◆ TASKS AND EXERCISES:
1 - In the text on Chicago's parking meter sale, by what percentage has Morgan Stanley raised parking fees since the deal?
2 - List every measure that the text on Chicago's parking meter sale says politicians prefer over making corporations and the rich pay their fair share in taxes.

◆ SELECTED EXCERPT:
□ □ □ □ □ □ □

As states face a budget shortfall of $125 billion dollars for fiscal year 2012, leaders are searching for creative ways to fill budget gaps, while refusing to consider the one legitimate solution: forcing tax-dodging corporations and the rich to pay their fair share in taxes.  Rather than upset the moneyed interests who bought their seats in office, politicians of all stripes prefer to cut pensions, close schools, slash child nutrition programs, and most importantly privatize, privatize, privatize!

flickr image  By Casey Serin

In 2008, Chicago Mayor Richard Daley auctioned off the city's 36,000 parking meters to a Morgan-Stanley lead partnership, for a lump sum of $1.15 billion.  According to Bloomberg, Chicago drivers will pay Morgan Stanley at least $11.6 billion to park at city meters over the next 75 years, 10 times what the system was sold for.  The Mayor used millions from the deal to help balance the budget, but since then, Morgan Stanley has raised parking fees 42%.  It now plans on stuffing more cars into fewer metered spaces by getting rid of marking lines, raising the number of metered slots and expanding the hours that require fees.  Chicago gave up billions of dollars in revenue for a short term fix and now, if the city faces another fiscal crisis, it will be left with an asset that generates revenue for Morgan Stanley.  Despite the controversy in Chicago, the Associated Press reports that New York is exploring private options for its parking spaces as well.

□ □ □ □ □ □ □

◆ STORED DATA:
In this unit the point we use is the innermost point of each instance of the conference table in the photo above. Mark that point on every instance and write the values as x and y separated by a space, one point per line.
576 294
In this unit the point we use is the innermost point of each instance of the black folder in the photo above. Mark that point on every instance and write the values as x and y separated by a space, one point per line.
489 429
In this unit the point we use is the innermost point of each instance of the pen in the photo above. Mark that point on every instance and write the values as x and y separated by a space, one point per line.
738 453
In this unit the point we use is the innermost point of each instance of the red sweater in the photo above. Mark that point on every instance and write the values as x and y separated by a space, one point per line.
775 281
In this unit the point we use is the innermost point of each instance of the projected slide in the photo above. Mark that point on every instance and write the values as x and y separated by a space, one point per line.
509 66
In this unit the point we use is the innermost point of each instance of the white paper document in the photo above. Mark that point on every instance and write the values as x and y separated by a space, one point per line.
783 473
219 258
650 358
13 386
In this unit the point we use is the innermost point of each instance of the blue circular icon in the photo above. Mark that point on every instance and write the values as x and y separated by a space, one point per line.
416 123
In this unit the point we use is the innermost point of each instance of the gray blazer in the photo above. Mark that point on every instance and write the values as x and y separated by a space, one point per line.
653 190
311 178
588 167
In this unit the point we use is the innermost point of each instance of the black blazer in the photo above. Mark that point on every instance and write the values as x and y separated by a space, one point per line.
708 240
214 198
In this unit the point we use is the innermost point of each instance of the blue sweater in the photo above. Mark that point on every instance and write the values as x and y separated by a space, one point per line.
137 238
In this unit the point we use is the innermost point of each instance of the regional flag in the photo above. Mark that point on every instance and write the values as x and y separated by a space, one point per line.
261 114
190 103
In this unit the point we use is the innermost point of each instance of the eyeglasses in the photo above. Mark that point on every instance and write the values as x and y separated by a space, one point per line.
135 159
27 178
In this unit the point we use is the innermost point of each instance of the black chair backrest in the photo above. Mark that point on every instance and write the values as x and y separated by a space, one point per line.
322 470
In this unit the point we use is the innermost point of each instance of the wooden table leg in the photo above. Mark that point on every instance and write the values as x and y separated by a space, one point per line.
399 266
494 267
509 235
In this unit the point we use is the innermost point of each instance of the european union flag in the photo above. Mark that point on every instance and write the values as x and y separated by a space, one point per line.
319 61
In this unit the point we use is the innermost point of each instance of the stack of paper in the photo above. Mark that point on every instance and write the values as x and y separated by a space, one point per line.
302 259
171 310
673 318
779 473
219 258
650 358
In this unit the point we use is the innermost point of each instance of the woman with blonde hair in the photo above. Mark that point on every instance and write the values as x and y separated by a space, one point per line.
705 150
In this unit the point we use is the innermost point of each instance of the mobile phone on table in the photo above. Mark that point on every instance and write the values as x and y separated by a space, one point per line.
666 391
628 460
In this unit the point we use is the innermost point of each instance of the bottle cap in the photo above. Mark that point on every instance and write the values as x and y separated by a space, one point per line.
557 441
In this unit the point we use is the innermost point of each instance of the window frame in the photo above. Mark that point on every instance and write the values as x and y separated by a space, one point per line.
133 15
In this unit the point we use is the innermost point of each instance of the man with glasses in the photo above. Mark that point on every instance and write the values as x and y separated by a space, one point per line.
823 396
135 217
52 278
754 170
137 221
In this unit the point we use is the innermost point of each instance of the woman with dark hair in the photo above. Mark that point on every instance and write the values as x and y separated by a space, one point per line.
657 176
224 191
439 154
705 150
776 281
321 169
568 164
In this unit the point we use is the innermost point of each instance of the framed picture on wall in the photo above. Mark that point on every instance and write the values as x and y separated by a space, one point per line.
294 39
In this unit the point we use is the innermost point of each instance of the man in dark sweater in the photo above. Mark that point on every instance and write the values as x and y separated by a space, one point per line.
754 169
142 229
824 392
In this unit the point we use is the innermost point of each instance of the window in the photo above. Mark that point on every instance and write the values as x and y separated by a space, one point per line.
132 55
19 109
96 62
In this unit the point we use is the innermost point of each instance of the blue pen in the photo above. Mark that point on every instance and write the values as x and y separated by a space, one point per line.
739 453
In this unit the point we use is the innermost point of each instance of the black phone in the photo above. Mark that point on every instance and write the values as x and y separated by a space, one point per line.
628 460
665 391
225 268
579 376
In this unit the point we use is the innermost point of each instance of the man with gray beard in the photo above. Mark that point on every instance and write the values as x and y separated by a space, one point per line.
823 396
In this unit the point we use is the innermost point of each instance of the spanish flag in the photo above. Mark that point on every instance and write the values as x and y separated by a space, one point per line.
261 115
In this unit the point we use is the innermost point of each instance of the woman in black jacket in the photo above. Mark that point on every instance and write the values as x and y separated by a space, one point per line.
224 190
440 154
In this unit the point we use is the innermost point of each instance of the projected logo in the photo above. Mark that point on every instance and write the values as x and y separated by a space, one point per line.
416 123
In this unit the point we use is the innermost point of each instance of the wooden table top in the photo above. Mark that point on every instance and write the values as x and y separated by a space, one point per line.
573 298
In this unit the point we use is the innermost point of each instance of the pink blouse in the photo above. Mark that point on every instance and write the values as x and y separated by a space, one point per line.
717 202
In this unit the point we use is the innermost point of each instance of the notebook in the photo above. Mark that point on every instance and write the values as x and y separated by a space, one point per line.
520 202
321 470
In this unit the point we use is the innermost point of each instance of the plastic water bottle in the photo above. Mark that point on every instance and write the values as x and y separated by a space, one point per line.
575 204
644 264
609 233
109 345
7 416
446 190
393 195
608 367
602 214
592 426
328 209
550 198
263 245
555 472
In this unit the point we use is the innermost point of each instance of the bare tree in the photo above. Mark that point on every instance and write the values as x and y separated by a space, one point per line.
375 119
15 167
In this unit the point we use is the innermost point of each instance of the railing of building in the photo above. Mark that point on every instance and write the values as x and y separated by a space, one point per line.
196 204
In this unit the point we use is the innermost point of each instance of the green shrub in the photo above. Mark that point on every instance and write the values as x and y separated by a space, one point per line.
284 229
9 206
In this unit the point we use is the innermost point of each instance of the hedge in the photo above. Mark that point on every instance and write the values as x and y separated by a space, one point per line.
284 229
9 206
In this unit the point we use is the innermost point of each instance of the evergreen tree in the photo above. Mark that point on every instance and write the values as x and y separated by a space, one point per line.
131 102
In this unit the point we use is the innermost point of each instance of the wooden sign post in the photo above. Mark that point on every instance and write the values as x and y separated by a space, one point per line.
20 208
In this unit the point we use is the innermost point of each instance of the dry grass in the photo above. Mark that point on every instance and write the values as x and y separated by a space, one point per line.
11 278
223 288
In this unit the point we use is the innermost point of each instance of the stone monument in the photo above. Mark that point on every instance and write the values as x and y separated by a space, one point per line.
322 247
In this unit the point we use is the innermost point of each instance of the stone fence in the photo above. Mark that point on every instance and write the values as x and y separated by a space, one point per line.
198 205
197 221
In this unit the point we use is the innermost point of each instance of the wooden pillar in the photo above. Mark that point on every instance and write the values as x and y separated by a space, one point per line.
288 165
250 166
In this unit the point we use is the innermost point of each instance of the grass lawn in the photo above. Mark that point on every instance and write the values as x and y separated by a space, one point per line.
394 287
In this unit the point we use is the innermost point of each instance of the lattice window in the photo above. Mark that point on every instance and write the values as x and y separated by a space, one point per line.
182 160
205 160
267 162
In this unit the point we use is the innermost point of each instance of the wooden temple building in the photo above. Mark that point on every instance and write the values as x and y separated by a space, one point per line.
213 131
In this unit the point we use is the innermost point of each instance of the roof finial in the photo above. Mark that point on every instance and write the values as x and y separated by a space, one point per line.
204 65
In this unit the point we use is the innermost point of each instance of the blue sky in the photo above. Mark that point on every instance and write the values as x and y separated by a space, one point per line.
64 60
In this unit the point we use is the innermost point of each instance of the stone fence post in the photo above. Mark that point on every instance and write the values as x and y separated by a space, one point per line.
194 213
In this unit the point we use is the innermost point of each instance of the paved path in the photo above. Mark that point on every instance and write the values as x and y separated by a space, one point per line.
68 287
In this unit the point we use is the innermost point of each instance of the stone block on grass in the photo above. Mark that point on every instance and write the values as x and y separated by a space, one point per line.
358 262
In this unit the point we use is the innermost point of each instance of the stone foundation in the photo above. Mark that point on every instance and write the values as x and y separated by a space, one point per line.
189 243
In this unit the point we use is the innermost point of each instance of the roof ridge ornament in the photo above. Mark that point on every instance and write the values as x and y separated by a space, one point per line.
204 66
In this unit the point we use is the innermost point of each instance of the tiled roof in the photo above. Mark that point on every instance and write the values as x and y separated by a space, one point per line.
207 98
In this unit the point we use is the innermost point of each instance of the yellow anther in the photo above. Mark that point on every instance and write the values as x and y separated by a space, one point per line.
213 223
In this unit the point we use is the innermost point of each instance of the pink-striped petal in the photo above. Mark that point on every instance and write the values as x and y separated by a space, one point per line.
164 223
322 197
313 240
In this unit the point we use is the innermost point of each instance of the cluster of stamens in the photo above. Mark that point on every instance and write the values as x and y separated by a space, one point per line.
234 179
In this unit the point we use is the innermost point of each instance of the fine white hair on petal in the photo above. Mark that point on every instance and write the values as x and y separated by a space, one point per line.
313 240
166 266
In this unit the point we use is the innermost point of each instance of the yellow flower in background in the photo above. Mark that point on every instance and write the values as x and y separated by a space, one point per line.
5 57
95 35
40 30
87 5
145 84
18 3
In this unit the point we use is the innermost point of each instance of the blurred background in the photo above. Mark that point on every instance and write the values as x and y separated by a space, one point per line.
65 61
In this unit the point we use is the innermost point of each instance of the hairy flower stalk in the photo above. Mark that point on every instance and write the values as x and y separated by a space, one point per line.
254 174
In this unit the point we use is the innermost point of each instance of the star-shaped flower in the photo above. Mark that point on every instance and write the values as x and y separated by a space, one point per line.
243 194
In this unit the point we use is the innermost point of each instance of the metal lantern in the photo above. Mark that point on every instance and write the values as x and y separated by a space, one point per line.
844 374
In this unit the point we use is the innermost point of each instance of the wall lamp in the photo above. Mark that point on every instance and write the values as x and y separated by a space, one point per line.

□ □ □ □ □ □ □

◆ RESPONSES PER TASK:
1 - 42%

2 -
- Cut pensions
- Close schools
- Slash child nutrition programs
- Privatize